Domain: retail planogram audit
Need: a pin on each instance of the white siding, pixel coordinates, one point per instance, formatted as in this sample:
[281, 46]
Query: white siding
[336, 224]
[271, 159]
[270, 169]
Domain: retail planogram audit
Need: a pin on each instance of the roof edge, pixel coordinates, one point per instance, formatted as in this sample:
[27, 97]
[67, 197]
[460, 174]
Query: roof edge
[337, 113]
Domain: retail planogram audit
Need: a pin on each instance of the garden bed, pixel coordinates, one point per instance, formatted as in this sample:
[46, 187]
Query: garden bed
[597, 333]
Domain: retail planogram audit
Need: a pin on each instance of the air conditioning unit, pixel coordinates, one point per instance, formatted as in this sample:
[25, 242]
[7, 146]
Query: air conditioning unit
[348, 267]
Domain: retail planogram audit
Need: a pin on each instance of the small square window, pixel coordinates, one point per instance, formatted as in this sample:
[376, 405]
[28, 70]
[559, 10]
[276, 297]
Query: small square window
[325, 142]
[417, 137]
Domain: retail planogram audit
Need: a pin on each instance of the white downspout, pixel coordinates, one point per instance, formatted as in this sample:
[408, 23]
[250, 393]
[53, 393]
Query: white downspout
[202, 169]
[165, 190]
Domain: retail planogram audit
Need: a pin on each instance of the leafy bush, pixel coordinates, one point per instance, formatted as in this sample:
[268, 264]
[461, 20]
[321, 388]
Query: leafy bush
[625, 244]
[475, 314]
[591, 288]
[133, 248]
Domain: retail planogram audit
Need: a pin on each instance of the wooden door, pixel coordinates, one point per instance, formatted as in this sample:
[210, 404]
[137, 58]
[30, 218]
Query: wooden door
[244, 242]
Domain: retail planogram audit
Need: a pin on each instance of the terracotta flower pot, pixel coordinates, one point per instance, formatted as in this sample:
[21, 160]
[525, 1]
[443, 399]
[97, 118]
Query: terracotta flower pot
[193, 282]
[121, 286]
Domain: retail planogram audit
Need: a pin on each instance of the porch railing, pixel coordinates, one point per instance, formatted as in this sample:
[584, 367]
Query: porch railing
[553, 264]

_Description of the task_: Please quote every record above exactly as it appears.

_Answer to this exercise_:
Domain: retail planogram audit
Need: a pin on each instance of the white siding, pixel coordinates, one point per instance, formatted as in this sample:
[281, 46]
Query: white siding
[336, 224]
[271, 159]
[270, 169]
Domain: retail planogram audit
Need: a pin on each instance of the roof edge, pixel coordinates, one point per instance, formatted as in this sample:
[27, 97]
[67, 197]
[460, 174]
Query: roof edge
[337, 113]
Domain: retail planogram audit
Need: a pin on each instance of the garden bed, pixel coordinates, one point per instance, formatted as in this sample:
[46, 187]
Query: garden bed
[597, 333]
Domain: retail planogram audit
Need: a pin on each instance of the air conditioning unit, pixel coordinates, one point per instance, formatted as in this sample:
[25, 242]
[7, 146]
Query: air conditioning unit
[348, 267]
Domain: retail planogram audit
Need: a pin on each instance of the small square window, pixel coordinates, one point per instance, formatted as in this sample:
[376, 405]
[28, 70]
[559, 10]
[276, 297]
Query: small square window
[325, 142]
[417, 137]
Domain: retail planogram audit
Need: a pin on each instance of the white downspout, pixel coordinates, one point per instance, formatted as in this sample:
[408, 23]
[250, 393]
[53, 393]
Query: white downspout
[202, 169]
[165, 190]
Domain: retail planogram audit
Need: a pin on each instance of the leafy bush, pixel coordinates, one point per instance, formatted as in this sample:
[268, 264]
[461, 20]
[321, 388]
Query: leafy bush
[625, 244]
[475, 314]
[591, 288]
[133, 248]
Domain: retail planogram audit
Need: a pin on each instance of the wooden door, pixel coordinates, one point per instance, formatted as in this sample:
[210, 404]
[137, 58]
[30, 218]
Query: wooden door
[244, 242]
Domain: retail planogram audit
Need: a pin on each instance of the terracotta flower pot, pixel coordinates, one point per instance, formatted as in this sample:
[21, 160]
[525, 1]
[443, 399]
[97, 118]
Query: terracotta flower pot
[193, 282]
[121, 286]
Domain: retail planogram audit
Need: a pin on each instance of the porch railing, pixel coordinates, one point per instance, formatted as in this sample:
[584, 367]
Query: porch railing
[553, 264]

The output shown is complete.